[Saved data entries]
□ □ □ □ □ □ □

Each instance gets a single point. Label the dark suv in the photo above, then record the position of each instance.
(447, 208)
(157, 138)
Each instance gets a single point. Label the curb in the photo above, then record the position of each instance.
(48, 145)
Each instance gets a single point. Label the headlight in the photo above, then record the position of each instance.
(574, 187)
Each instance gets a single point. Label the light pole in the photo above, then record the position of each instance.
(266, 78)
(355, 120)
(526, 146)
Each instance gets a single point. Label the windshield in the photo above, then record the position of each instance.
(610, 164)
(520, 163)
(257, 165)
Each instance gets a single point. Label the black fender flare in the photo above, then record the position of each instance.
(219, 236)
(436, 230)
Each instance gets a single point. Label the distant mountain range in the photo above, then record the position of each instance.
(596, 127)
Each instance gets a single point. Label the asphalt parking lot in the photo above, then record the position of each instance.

□ □ □ □ □ □ □

JOB
Type out all of the material again, word for word.

RIGHT ANSWER
Each instance gets a single point. Label the dark suv in the photo above, then record the position of each instance.
(447, 208)
(157, 138)
Each instance gets a single point. Label the curb in the photo above, then record the position of each instance.
(48, 145)
Each instance gets a single point. Label the headlight in the photo above, then record the position of each instance.
(574, 187)
Each instance gets a single point. Label the light pole in the photo above, then record the position of each instance.
(266, 78)
(355, 120)
(526, 146)
Each instance gets a single point. Label the windshield in the photo above, then record the position of each instance.
(610, 164)
(520, 163)
(257, 165)
Each instance gets a single point. Label the black fender flare in the photo above, then record the position of each instance.
(219, 236)
(436, 230)
Each instance gets a single point. Label the distant mountain range in the photo above, then record the position of each instance.
(596, 127)
Each instance gets a single point. Label the asphalt parking lot in the photo above, then record the position of each instance.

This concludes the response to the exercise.